• What to do: Return unchanged the lines of the records from the line that contains "Drop one point on every instance of the camera" through the last line of the records, including both ends.

• Extracted data:
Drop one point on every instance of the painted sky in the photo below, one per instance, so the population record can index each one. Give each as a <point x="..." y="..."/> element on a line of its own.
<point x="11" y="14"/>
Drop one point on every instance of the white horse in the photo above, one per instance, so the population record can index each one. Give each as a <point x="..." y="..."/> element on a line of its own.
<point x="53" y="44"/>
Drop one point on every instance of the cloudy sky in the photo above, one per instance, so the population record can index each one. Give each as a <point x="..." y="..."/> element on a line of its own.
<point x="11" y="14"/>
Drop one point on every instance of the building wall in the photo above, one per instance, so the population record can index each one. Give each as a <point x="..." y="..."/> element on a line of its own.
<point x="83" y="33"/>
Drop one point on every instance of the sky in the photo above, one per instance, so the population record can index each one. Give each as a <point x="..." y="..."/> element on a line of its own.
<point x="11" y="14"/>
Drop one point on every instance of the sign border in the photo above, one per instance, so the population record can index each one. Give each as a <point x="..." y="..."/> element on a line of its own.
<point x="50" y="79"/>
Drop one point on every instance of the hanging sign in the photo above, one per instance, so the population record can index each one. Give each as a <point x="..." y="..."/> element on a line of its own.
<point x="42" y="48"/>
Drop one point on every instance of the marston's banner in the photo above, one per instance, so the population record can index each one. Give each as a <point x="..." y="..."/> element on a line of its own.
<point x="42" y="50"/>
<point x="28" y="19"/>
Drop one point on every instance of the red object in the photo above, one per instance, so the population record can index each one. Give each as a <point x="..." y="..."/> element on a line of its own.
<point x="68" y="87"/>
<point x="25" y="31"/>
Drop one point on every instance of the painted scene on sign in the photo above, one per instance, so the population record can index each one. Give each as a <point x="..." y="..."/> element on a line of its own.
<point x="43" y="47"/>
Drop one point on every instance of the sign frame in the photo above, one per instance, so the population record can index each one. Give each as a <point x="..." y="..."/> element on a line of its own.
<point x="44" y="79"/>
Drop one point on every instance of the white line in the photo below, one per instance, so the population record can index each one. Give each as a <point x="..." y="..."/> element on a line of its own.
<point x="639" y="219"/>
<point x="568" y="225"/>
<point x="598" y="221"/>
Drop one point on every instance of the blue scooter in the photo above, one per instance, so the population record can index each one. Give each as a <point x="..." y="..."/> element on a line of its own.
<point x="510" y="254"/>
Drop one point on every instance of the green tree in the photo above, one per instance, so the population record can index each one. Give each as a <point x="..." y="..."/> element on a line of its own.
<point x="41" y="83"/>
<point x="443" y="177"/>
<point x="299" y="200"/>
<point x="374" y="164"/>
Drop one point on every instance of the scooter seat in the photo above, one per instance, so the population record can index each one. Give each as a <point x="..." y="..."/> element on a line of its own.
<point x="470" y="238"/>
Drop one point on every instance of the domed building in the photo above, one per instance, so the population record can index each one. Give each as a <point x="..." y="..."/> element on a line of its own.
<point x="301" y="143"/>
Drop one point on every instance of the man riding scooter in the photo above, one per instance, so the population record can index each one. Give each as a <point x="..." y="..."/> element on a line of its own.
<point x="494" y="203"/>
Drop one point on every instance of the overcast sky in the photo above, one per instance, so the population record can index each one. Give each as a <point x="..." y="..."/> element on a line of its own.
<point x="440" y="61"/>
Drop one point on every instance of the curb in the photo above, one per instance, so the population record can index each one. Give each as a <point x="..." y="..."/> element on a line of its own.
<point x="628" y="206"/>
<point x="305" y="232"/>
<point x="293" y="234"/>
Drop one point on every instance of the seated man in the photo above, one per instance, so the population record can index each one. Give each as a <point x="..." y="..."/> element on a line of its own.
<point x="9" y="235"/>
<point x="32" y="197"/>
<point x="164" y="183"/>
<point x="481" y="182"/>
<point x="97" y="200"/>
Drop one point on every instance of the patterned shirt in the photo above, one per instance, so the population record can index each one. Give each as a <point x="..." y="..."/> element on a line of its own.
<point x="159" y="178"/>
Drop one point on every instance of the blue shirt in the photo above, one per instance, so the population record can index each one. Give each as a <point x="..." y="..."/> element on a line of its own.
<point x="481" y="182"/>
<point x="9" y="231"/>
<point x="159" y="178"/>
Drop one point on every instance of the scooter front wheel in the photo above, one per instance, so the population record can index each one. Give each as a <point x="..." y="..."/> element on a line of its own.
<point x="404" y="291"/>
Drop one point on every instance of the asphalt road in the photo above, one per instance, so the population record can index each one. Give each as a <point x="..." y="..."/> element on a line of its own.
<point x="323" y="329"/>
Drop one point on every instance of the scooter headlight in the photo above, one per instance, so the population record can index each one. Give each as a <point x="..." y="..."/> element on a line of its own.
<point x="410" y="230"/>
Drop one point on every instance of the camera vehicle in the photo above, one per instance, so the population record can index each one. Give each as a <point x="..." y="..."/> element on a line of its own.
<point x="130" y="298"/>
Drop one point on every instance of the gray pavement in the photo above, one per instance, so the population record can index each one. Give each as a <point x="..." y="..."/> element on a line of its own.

• Reply:
Drop one point on every instance of the camera vehicle in the photo above, one per instance, so the population record can index each one. Give each as a <point x="..." y="..."/> element on a line of its own.
<point x="130" y="298"/>
Drop one point on every instance of the gray pavement in the photo above, one per instance, so the population record can index each one. Give each as a <point x="..." y="..."/> element on a line of its own.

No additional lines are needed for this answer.